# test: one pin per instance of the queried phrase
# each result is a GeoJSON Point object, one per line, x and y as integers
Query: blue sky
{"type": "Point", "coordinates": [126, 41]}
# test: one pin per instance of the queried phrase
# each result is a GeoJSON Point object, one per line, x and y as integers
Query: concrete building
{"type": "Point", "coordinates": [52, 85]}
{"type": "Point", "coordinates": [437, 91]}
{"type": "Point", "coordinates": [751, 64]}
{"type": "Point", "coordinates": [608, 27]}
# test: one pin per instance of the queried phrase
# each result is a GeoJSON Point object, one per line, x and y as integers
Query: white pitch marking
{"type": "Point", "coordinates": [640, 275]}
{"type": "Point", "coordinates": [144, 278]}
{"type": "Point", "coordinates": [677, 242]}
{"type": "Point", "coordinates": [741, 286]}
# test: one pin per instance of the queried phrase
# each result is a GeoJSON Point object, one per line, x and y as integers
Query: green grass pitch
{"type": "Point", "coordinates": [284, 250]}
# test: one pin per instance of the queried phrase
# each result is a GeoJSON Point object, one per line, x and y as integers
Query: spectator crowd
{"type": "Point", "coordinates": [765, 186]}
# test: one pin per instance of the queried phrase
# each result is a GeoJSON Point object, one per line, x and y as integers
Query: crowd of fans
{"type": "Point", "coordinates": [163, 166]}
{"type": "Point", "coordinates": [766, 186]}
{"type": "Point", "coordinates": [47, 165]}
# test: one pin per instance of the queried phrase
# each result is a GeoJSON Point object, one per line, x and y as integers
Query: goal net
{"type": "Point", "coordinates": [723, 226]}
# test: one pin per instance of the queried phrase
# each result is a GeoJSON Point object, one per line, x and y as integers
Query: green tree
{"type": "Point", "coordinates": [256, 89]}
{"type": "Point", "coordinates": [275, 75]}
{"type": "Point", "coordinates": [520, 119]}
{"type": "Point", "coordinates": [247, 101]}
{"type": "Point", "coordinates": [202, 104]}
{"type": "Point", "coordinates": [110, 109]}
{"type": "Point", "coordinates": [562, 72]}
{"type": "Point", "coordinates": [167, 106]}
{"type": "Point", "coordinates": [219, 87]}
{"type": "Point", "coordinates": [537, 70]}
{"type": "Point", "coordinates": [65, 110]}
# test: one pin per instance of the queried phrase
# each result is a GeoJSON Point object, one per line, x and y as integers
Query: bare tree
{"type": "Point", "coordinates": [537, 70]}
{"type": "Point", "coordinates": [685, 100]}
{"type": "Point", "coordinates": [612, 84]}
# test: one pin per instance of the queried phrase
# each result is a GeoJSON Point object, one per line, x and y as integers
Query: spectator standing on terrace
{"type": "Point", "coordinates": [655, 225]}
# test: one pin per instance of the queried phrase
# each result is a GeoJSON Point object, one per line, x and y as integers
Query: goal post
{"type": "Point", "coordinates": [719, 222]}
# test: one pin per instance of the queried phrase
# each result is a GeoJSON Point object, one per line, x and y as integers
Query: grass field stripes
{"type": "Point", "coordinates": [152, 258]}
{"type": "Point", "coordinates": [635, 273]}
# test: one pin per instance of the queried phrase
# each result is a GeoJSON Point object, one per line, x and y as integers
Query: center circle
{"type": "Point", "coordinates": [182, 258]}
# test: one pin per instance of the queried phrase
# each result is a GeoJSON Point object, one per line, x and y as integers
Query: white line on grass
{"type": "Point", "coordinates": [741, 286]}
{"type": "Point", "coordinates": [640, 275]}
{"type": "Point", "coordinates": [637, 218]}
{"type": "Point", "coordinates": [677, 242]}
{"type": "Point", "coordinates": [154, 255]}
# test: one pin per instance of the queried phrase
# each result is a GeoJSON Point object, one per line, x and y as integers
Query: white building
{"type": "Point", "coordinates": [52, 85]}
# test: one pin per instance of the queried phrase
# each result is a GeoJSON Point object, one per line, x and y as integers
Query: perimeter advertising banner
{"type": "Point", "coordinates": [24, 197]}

※

Quote the whole listing above, leaving nothing out.

— OUTPUT FOR THIS TASK —
# test: one pin per instance of the queried phrase
# each result is a GeoJSON Point object, one per line, x and y as integers
Query: blue sky
{"type": "Point", "coordinates": [126, 41]}
# test: one pin per instance of the queried phrase
# each result is a GeoJSON Point object, one per line, x and y as integers
Query: concrete building
{"type": "Point", "coordinates": [52, 85]}
{"type": "Point", "coordinates": [437, 91]}
{"type": "Point", "coordinates": [751, 64]}
{"type": "Point", "coordinates": [608, 27]}
# test: one pin per instance of the queried phrase
# each result is a GeoJSON Point object, one per line, x and y as integers
Query: white pitch marking
{"type": "Point", "coordinates": [640, 275]}
{"type": "Point", "coordinates": [144, 278]}
{"type": "Point", "coordinates": [677, 242]}
{"type": "Point", "coordinates": [741, 286]}
# test: one pin per instance of the queried phrase
# each result is a GeoJSON Point object, one per line, x and y as integers
Query: green grass pitch
{"type": "Point", "coordinates": [284, 250]}
# test: one pin per instance of the queried phrase
# each result is a GeoJSON Point object, one per line, x and y as integers
Query: spectator crowd
{"type": "Point", "coordinates": [765, 186]}
# test: one pin per instance of the queried phrase
# each result is a GeoJSON Point object, one per line, x and y as integers
Query: crowd of fans
{"type": "Point", "coordinates": [163, 166]}
{"type": "Point", "coordinates": [766, 186]}
{"type": "Point", "coordinates": [47, 165]}
# test: one pin per instance of the queried phrase
# each result is a GeoJSON Point object, one per line, x and y as integers
Query: goal net
{"type": "Point", "coordinates": [723, 226]}
# test: one pin per instance of the queried phrase
# each result is a GeoJSON Point object, one per line, x and y as integers
Query: green tree
{"type": "Point", "coordinates": [256, 89]}
{"type": "Point", "coordinates": [275, 75]}
{"type": "Point", "coordinates": [520, 119]}
{"type": "Point", "coordinates": [247, 101]}
{"type": "Point", "coordinates": [202, 104]}
{"type": "Point", "coordinates": [110, 109]}
{"type": "Point", "coordinates": [562, 72]}
{"type": "Point", "coordinates": [167, 106]}
{"type": "Point", "coordinates": [219, 87]}
{"type": "Point", "coordinates": [537, 70]}
{"type": "Point", "coordinates": [65, 110]}
# test: one pin per instance of the queried phrase
# each result is a GeoJSON Point object, one per line, x and y as integers
Query: bare tree
{"type": "Point", "coordinates": [537, 70]}
{"type": "Point", "coordinates": [685, 100]}
{"type": "Point", "coordinates": [612, 84]}
# test: one pin per instance of the queried phrase
# each result is a GeoJSON Point object, one per line, x and y as integers
Query: spectator standing on terrace
{"type": "Point", "coordinates": [655, 225]}
# test: one pin per instance of the queried phrase
# each result is a GeoJSON Point object, one per line, x and y as integers
Query: goal post
{"type": "Point", "coordinates": [719, 222]}
# test: one pin per instance of the queried phrase
# each result is a GeoJSON Point object, one per line, x and y as integers
Query: grass field stripes
{"type": "Point", "coordinates": [152, 258]}
{"type": "Point", "coordinates": [635, 273]}
# test: one pin per instance of the queried phrase
# each result is a GeoJSON Point object, one per line, x and y as integers
Query: center circle
{"type": "Point", "coordinates": [182, 258]}
# test: one pin per instance of the queried phrase
# each result is a GeoJSON Point object, one per line, x and y as integers
Query: white line on grass
{"type": "Point", "coordinates": [741, 286]}
{"type": "Point", "coordinates": [640, 275]}
{"type": "Point", "coordinates": [637, 218]}
{"type": "Point", "coordinates": [677, 242]}
{"type": "Point", "coordinates": [154, 255]}
# test: one pin per instance of the queried phrase
# each result is a GeoJSON Point object, one per line, x and y as integers
Query: white building
{"type": "Point", "coordinates": [52, 85]}
# test: one pin per instance of the queried phrase
# each result is a GeoJSON Point object, one per line, x and y as integers
Query: perimeter advertising banner
{"type": "Point", "coordinates": [24, 197]}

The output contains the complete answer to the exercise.